***** Data to use *****

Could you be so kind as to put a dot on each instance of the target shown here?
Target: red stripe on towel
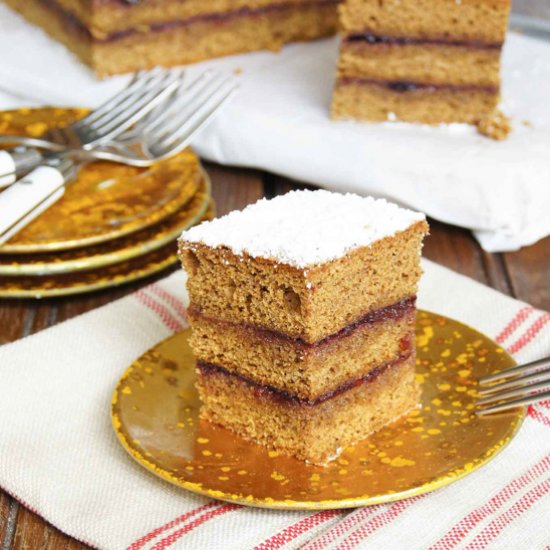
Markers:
(176, 535)
(455, 535)
(297, 529)
(501, 522)
(381, 520)
(162, 312)
(352, 520)
(512, 326)
(155, 532)
(170, 299)
(530, 333)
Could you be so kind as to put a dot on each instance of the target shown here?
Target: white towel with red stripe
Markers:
(60, 457)
(279, 121)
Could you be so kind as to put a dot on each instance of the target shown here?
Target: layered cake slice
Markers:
(302, 310)
(430, 61)
(115, 36)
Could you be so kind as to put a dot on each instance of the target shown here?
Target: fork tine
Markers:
(167, 112)
(528, 368)
(139, 108)
(196, 114)
(181, 138)
(139, 79)
(142, 88)
(522, 390)
(528, 400)
(514, 382)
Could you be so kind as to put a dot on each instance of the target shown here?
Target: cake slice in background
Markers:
(429, 61)
(302, 310)
(117, 36)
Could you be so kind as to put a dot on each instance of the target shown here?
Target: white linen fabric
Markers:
(59, 455)
(279, 122)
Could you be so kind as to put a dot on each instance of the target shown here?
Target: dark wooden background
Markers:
(524, 274)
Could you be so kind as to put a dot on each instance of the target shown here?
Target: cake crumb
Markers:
(496, 126)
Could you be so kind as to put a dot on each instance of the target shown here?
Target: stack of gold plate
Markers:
(114, 224)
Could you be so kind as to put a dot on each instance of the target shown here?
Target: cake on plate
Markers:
(429, 61)
(117, 36)
(302, 311)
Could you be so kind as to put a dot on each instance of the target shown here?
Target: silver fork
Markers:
(514, 387)
(180, 119)
(170, 128)
(146, 91)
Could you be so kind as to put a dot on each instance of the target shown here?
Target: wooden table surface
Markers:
(524, 274)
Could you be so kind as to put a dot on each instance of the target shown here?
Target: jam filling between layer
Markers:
(80, 27)
(269, 392)
(404, 86)
(372, 38)
(393, 312)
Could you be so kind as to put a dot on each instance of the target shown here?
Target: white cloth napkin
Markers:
(279, 122)
(60, 457)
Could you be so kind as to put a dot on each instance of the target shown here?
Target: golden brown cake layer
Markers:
(420, 62)
(104, 17)
(480, 20)
(378, 101)
(308, 304)
(307, 371)
(184, 42)
(313, 432)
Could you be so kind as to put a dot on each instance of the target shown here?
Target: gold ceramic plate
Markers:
(108, 200)
(119, 250)
(89, 281)
(155, 416)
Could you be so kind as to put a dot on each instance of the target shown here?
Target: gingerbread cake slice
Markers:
(303, 310)
(429, 61)
(116, 36)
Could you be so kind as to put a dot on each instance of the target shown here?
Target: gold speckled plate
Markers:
(119, 250)
(89, 281)
(107, 200)
(155, 416)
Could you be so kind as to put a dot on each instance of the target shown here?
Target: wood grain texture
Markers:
(529, 272)
(525, 274)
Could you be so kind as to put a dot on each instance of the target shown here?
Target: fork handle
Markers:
(17, 162)
(27, 198)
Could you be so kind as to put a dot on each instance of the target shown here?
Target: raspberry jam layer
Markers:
(217, 17)
(404, 86)
(393, 312)
(264, 391)
(371, 38)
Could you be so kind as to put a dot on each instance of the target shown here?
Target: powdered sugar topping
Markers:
(304, 228)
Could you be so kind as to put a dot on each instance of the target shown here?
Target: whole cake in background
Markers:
(302, 311)
(117, 36)
(430, 61)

*****

▶ **Your goal**
Transcribe the whole listing exactly. Pictures are excluded.

▶ **Task solution**
Could you be so kind as to put a dot on each instance of the target shown here?
Target: red stripe on towel
Markers:
(176, 535)
(455, 535)
(297, 529)
(501, 522)
(381, 520)
(162, 312)
(352, 520)
(512, 326)
(155, 532)
(170, 299)
(530, 333)
Could you be so kind as to put a dot on each instance of the target shown here?
Target: white towel with red stripe
Markers:
(60, 457)
(279, 121)
Could you be so kind as to put a dot on each instance of the target shown here?
Target: layered cake slice
Markers:
(302, 310)
(430, 61)
(115, 36)
Could you be so kind as to put a dot on each instance of the target shown here?
Target: fork tine
Markers:
(167, 112)
(528, 368)
(139, 108)
(196, 114)
(181, 138)
(139, 79)
(142, 88)
(522, 390)
(528, 400)
(514, 382)
Could you be so kind as to put a dot on each instance of the target shown here?
Target: cake slice in background
Markers:
(429, 61)
(302, 310)
(117, 36)
Could you be so kind as to put a dot on each instance of the target shown here?
Target: white linen fabric
Markers:
(59, 455)
(279, 122)
Could you be so kind as to put a dot on each instance of the target shown here?
Target: dark wooden background
Markers:
(524, 274)
Could you be so kind as to put a dot on each instance of the target shown here?
Target: cake crumb
Markers:
(496, 126)
Could you be so kind as to put a dot on each instance of the target shown here?
Target: stack of gold plate
Markers:
(114, 224)
Could you be so kind as to put a dot on each instance of the target shown here?
Target: cake on plate
Markers:
(429, 61)
(117, 36)
(302, 311)
Could you be so kind as to put a dot on each instance of the target shown here?
Target: silver fork
Markers:
(514, 387)
(180, 119)
(170, 128)
(146, 91)
Could you be so kind as to put a dot on each instance of the target shown here?
Target: wooden table surface
Markers:
(524, 274)
Could you be so kind as to put a dot on each instance of the target shown here?
Target: jam filling between layer
Markers:
(80, 27)
(269, 392)
(404, 86)
(372, 38)
(393, 312)
Could you be so kind as to put a dot on each instance of the target shown here?
Target: white cloth napkin
Markers:
(279, 122)
(60, 457)
Could you be so kind as to put a dot on each instance of the target shown here?
Target: golden brown cake layer
Markers:
(420, 62)
(104, 17)
(480, 20)
(378, 101)
(308, 304)
(307, 371)
(184, 42)
(313, 432)
Could you be so kind as to put a dot on each instance of the target shown here?
Target: gold ceramic plate
Markers:
(108, 200)
(119, 250)
(89, 281)
(155, 416)
Could you be so kind as to put a dot on each instance of the target shown here?
Target: gingerbread cake slice
Markers:
(303, 310)
(429, 61)
(116, 36)
Could you be so kind as to put a dot on each instance of the target shown here?
Target: gold speckled plate
Markers:
(119, 250)
(89, 281)
(107, 200)
(155, 416)
Could you be so kind as to put a dot on each instance of the target shown here?
Target: wood grain texture
Markers:
(529, 272)
(525, 274)
Could you be so kind as to put a dot on each instance of the target shown here?
Target: fork handle
Markers:
(17, 162)
(27, 198)
Could you be so kind as to put a dot on each instance of the target shown here?
Target: raspberry jam layer
Markers:
(217, 17)
(404, 86)
(393, 312)
(264, 391)
(371, 38)
Could you be so kind as to put a dot on each instance of the target shown here?
Target: powdered sugar topping
Markers:
(304, 228)
Could you be so kind as to put a dot on each instance of the target shown here?
Target: whole cake in background
Markers:
(302, 311)
(117, 36)
(430, 61)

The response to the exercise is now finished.